## PROBLEM TO SOLVE
Retype everything in the records from the line containing "I need help finding the carriage" down to the line containing "360 316 477 337", both lines included. Leave any pictures out of your copy.

(Bounding box annotation entries)
-=-=-
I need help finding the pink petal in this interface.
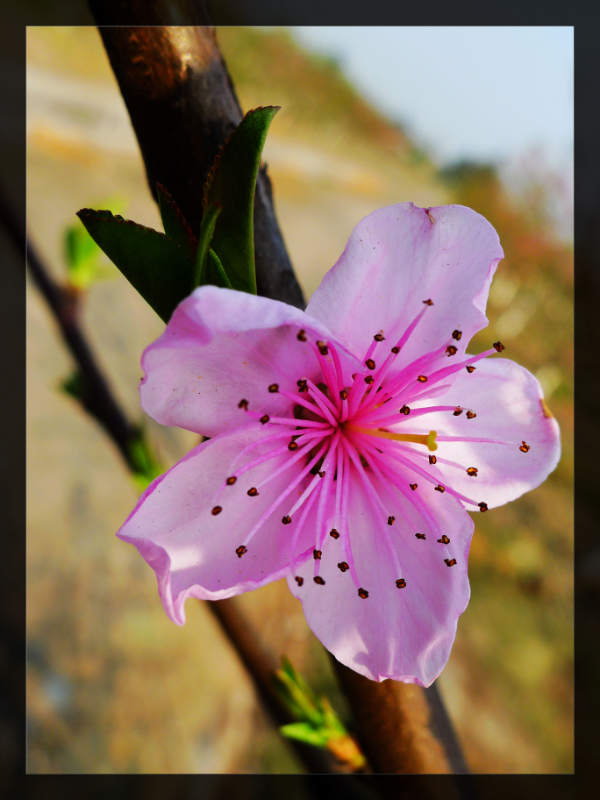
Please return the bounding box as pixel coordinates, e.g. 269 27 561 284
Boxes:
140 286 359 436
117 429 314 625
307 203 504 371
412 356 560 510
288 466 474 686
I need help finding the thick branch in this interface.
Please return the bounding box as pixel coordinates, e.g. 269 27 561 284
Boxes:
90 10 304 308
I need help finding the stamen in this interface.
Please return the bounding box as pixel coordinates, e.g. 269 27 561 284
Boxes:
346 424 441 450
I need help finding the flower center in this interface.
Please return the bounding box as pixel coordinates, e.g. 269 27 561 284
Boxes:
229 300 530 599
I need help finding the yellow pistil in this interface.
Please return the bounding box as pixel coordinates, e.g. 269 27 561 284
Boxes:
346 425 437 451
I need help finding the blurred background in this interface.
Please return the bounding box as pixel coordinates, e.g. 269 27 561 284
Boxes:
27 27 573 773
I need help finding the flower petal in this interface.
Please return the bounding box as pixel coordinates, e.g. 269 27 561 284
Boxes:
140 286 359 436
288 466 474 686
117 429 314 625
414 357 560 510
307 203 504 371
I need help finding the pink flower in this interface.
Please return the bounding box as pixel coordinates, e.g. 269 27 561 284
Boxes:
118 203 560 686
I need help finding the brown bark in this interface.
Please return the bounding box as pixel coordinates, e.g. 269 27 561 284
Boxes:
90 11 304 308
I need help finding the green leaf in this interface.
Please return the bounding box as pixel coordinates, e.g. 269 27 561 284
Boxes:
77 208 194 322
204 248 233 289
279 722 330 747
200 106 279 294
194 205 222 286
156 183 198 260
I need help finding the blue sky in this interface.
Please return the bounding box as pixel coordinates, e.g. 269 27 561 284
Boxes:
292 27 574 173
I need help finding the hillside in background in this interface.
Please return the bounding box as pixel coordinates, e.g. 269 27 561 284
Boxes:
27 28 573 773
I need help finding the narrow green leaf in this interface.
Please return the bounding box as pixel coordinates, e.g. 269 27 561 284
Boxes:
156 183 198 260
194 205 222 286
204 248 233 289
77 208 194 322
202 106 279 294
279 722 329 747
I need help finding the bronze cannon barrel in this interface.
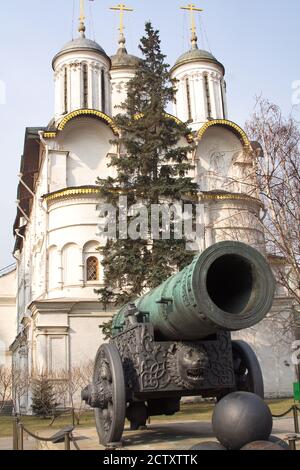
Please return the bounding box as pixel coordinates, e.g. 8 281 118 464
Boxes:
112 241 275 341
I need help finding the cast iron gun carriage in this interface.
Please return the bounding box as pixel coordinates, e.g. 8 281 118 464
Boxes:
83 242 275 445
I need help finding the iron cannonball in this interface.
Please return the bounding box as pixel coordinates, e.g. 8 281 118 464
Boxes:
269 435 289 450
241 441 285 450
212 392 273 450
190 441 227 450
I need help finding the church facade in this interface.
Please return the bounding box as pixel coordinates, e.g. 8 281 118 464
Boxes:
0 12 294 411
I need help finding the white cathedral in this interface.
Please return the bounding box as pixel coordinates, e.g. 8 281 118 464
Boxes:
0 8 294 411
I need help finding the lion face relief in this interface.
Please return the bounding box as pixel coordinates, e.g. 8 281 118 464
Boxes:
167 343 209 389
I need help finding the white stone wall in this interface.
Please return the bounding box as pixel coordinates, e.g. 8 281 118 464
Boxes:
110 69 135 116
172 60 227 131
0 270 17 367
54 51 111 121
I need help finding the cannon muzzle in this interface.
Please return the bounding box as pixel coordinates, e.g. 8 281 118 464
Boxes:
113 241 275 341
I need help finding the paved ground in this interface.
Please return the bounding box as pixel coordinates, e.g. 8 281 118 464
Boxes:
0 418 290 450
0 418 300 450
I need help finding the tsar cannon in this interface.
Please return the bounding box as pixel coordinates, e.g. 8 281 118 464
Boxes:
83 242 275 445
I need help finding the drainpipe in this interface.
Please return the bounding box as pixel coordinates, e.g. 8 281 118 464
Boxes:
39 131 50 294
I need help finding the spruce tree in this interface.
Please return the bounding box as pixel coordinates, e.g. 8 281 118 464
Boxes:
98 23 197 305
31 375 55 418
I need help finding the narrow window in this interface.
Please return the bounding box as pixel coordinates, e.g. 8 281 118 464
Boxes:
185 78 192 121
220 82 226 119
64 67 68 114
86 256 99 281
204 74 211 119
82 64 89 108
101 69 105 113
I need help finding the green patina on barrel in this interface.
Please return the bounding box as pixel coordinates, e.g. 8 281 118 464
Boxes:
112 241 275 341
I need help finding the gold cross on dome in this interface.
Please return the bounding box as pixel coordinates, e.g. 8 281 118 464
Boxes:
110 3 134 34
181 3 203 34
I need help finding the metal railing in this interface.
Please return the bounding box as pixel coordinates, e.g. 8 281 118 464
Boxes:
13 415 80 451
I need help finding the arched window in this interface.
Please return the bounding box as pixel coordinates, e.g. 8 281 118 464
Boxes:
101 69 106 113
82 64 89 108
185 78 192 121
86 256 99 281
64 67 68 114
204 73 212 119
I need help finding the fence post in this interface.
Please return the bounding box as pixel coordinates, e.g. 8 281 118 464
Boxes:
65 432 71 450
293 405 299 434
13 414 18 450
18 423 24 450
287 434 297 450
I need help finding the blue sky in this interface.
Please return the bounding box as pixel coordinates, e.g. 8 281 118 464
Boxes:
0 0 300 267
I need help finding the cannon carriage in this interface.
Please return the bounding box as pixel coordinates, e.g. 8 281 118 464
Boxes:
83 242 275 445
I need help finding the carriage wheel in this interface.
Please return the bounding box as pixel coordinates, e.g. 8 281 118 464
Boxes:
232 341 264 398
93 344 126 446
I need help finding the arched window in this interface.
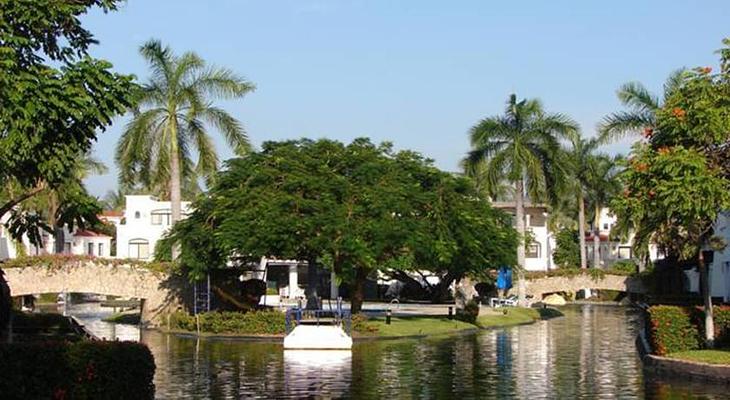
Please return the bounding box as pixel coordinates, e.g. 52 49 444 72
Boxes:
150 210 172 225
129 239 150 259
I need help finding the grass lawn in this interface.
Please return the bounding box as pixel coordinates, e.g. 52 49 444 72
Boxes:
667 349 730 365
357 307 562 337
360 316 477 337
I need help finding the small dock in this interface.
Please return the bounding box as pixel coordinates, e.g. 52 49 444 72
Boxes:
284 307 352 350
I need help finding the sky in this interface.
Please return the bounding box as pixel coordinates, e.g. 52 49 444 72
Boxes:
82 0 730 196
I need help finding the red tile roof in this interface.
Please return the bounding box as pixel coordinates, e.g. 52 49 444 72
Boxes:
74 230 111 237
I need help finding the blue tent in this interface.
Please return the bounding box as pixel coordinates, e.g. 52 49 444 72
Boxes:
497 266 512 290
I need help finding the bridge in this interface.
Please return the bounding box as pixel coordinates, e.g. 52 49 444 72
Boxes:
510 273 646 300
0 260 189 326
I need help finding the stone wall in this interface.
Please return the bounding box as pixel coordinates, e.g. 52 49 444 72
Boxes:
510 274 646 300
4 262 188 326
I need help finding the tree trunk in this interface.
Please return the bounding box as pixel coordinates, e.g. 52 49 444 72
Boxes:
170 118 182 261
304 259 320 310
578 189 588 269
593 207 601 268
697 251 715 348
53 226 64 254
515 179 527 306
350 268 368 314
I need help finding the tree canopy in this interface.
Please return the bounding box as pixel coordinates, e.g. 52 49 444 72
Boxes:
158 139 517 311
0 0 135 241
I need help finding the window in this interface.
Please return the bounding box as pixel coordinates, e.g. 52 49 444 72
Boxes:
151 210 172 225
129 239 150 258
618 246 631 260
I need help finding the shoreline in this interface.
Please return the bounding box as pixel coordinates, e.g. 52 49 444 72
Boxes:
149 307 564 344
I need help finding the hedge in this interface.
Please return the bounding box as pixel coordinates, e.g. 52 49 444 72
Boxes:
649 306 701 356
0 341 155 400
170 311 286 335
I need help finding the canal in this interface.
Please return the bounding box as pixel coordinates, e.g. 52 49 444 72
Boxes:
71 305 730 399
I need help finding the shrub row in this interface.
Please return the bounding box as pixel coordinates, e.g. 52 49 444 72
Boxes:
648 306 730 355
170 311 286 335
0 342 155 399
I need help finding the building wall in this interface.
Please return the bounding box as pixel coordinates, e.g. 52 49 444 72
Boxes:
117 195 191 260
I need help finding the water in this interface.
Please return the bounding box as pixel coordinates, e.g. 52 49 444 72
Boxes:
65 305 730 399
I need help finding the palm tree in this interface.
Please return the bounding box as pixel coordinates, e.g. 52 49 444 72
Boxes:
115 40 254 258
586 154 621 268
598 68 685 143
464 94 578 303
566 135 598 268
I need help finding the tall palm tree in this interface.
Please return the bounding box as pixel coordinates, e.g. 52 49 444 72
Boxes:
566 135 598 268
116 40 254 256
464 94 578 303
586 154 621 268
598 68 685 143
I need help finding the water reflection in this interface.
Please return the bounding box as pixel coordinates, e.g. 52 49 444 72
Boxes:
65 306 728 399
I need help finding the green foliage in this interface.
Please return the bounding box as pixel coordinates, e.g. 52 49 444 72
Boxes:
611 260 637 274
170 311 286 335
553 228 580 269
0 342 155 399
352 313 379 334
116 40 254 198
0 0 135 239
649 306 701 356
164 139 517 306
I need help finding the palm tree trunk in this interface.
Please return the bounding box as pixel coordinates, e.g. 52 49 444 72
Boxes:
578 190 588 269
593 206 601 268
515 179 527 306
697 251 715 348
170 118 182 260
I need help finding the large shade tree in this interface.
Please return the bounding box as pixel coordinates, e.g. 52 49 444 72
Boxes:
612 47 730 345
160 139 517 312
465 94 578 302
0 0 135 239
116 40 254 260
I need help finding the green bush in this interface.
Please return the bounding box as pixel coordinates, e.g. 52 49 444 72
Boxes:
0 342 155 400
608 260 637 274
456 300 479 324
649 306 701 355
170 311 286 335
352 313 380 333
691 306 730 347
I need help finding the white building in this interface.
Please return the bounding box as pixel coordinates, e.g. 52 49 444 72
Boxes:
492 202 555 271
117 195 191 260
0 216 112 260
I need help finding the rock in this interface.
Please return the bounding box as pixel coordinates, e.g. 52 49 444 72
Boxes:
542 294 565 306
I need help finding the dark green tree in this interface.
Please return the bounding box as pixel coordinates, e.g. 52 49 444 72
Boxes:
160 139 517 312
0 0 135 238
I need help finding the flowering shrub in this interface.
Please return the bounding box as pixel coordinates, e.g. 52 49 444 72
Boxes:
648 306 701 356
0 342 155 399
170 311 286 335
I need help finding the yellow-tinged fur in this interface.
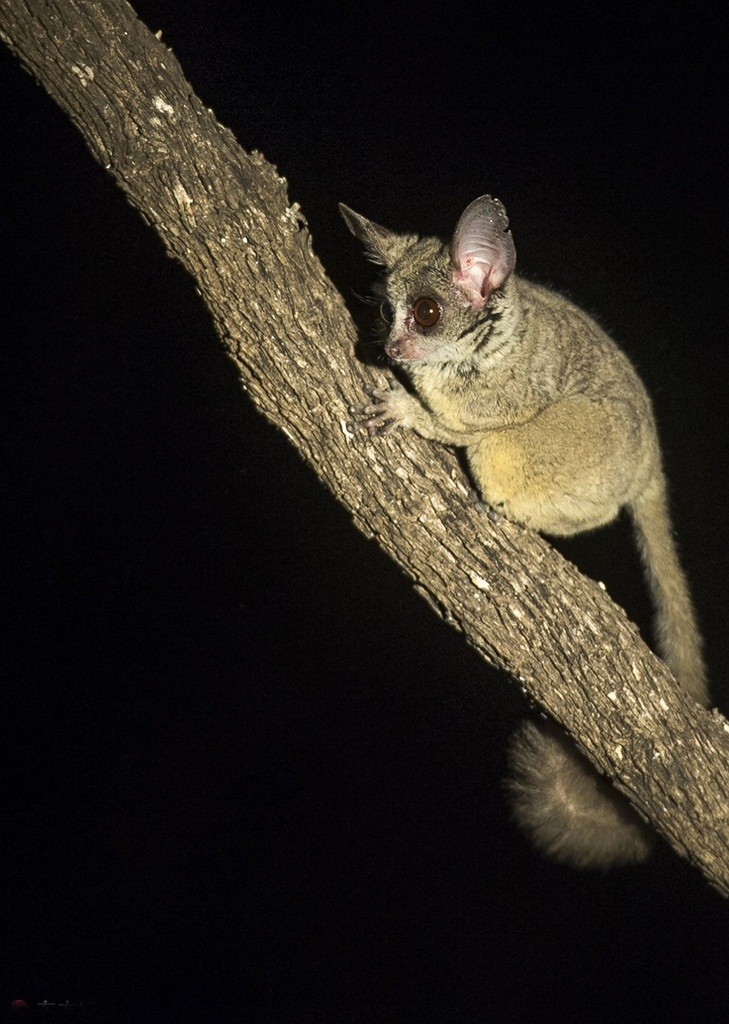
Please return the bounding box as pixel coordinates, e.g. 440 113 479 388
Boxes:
-=-=-
## SOLUTION TO THE PROBLEM
I need help finding the carriage wheel in this interface.
Please return the bounding box as pixel coordinates, e.g. 8 281 118 464
Boxes:
232 341 264 398
93 344 126 446
I need help finding the arched window in this interface.
Please return the bounding box as pixel coordinates, e.g. 52 49 444 72
Boxes:
150 210 172 225
129 239 150 259
I need help finding the grass lawn in this interface.
Please return the bounding box as pixel coordinates, e.g. 52 49 444 72
Boxes:
667 349 730 365
357 307 562 337
360 316 477 337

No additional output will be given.